| EXERCISE |
Tally how many lines of the material below contain the string "poster", with case counting, and give only that number.

[Object location entries for images]

_ _ _ _ _

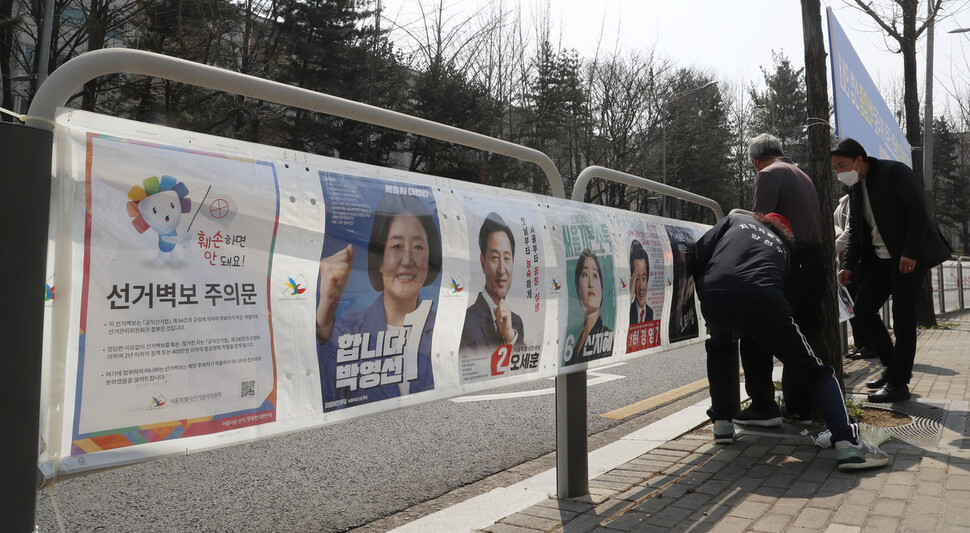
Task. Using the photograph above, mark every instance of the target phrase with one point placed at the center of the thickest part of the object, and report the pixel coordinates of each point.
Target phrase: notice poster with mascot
(175, 334)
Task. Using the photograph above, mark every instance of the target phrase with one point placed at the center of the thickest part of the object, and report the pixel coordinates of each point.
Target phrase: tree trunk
(925, 312)
(820, 169)
(6, 49)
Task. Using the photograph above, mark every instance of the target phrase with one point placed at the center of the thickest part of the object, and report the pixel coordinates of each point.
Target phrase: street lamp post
(663, 132)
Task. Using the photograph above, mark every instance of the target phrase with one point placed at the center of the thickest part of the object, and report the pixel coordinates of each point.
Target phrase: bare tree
(903, 25)
(819, 167)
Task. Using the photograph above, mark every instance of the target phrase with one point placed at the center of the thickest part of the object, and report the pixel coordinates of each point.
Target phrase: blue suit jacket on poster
(370, 320)
(479, 334)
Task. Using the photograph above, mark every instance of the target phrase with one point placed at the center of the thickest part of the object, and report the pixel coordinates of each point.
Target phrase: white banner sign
(211, 292)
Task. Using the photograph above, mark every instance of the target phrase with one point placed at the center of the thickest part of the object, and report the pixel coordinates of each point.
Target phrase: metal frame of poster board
(61, 85)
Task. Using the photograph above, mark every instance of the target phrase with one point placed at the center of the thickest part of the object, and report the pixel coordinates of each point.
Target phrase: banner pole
(25, 204)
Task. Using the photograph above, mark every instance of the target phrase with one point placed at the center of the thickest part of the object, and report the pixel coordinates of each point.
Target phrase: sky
(734, 38)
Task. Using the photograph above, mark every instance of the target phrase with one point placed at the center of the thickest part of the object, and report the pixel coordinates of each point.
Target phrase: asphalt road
(346, 475)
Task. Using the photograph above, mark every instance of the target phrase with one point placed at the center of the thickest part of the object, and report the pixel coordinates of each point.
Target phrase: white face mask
(849, 178)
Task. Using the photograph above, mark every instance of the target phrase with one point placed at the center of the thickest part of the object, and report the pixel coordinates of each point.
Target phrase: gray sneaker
(723, 432)
(860, 456)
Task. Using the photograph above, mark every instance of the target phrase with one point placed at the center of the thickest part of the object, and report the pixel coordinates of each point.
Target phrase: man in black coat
(892, 243)
(741, 267)
(490, 322)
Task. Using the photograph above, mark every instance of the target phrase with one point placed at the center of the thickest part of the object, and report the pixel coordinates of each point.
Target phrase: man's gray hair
(764, 146)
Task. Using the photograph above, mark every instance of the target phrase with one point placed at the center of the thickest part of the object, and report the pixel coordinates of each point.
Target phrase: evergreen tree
(780, 109)
(334, 51)
(698, 144)
(951, 178)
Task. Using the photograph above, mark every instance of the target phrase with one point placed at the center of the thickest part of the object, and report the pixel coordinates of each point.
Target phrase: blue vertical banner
(860, 111)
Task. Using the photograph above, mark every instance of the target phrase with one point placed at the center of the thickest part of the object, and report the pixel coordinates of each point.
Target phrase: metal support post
(25, 204)
(960, 283)
(572, 461)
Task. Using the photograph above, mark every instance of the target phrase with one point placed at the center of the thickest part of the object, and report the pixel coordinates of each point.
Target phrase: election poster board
(646, 285)
(683, 321)
(503, 328)
(591, 319)
(211, 292)
(860, 111)
(382, 240)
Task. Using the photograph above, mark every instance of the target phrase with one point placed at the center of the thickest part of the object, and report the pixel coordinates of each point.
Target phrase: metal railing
(572, 465)
(571, 398)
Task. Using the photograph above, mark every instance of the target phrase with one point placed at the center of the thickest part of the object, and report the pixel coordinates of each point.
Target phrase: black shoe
(890, 393)
(750, 417)
(865, 353)
(878, 382)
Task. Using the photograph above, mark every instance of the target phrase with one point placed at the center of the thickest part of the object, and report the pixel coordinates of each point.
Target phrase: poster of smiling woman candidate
(379, 277)
(592, 298)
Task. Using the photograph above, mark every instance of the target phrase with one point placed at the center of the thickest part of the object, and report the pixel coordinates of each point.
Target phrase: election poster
(683, 321)
(646, 285)
(503, 326)
(591, 317)
(379, 276)
(175, 332)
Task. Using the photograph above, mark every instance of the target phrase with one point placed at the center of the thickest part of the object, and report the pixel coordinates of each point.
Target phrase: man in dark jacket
(781, 187)
(740, 267)
(893, 244)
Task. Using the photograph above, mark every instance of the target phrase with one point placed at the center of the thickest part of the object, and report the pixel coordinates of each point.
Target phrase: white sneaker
(860, 456)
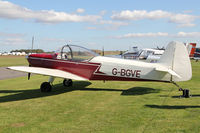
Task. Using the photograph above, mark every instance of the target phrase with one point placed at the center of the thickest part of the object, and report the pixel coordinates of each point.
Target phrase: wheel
(45, 87)
(67, 82)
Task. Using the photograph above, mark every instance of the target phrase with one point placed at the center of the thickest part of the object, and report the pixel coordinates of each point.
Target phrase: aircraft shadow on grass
(171, 106)
(59, 89)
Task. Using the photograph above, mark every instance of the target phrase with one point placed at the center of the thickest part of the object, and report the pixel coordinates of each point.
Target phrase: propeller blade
(29, 75)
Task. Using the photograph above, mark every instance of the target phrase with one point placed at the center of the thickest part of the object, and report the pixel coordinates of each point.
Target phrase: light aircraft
(153, 55)
(77, 63)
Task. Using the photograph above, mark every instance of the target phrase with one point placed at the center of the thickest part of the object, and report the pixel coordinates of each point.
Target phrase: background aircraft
(153, 55)
(78, 63)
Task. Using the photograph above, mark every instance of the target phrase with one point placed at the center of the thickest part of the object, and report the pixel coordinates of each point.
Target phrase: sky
(112, 24)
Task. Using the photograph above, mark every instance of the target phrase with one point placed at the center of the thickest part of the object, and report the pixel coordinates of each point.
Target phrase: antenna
(103, 51)
(32, 44)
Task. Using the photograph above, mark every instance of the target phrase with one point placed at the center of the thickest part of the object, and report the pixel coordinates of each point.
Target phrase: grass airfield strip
(99, 107)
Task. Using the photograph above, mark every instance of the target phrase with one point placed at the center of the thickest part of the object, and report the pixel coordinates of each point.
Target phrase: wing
(167, 70)
(47, 71)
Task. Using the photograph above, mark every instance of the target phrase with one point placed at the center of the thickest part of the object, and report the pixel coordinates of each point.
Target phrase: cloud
(13, 41)
(159, 34)
(188, 34)
(5, 34)
(9, 10)
(80, 10)
(180, 19)
(136, 35)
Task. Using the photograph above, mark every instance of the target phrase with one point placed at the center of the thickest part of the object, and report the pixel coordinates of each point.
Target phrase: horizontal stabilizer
(47, 71)
(164, 69)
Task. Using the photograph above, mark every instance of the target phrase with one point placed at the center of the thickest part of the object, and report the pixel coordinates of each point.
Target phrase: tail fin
(177, 59)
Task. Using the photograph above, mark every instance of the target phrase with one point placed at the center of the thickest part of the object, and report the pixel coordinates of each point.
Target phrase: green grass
(6, 61)
(98, 107)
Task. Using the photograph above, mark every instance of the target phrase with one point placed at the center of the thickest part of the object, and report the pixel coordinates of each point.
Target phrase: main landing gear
(186, 92)
(47, 87)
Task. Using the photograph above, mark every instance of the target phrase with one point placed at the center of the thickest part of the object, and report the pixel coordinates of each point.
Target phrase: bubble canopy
(75, 53)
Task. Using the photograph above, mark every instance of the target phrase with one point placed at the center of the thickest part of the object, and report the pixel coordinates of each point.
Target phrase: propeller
(29, 75)
(103, 51)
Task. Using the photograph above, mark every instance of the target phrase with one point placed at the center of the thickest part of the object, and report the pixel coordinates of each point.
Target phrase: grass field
(122, 107)
(12, 60)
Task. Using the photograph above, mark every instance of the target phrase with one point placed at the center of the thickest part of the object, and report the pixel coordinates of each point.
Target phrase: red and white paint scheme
(78, 63)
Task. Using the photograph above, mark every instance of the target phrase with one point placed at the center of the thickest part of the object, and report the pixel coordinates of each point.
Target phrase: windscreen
(76, 53)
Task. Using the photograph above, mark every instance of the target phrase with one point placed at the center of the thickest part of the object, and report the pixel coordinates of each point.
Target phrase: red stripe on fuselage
(83, 69)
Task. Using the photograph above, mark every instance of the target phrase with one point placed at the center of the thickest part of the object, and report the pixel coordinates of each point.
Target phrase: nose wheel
(67, 82)
(45, 87)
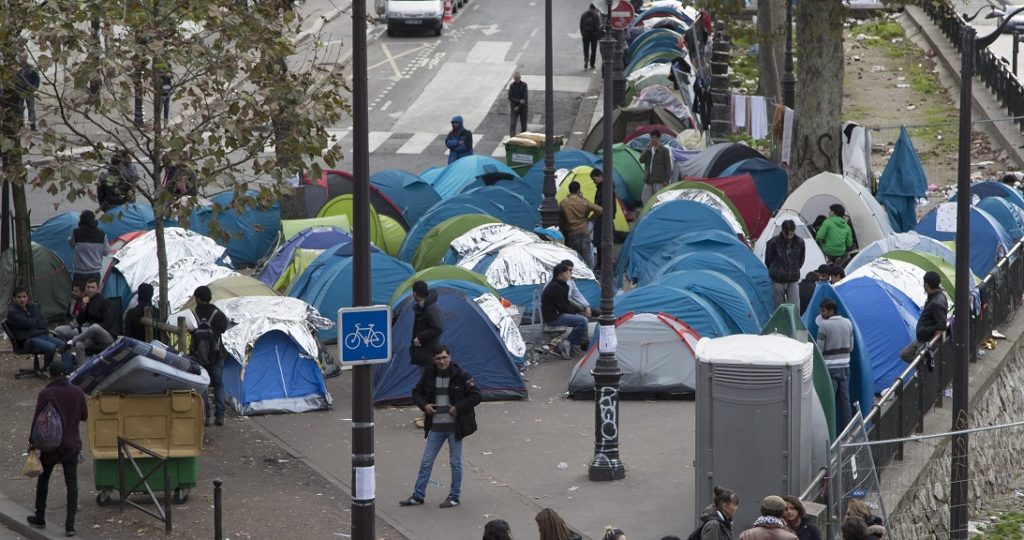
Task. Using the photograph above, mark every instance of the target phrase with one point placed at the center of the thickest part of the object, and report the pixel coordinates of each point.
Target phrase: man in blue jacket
(459, 140)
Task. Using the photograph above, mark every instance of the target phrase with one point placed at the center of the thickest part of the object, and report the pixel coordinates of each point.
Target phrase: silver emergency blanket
(506, 325)
(255, 316)
(137, 260)
(705, 197)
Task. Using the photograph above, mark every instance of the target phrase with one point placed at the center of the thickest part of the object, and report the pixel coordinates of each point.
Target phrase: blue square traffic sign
(365, 334)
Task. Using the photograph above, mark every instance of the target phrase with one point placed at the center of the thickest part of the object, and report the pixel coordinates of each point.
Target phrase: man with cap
(770, 526)
(932, 322)
(70, 403)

_ _ _ _ _

| RESULT OF THIS EXERCISE |
6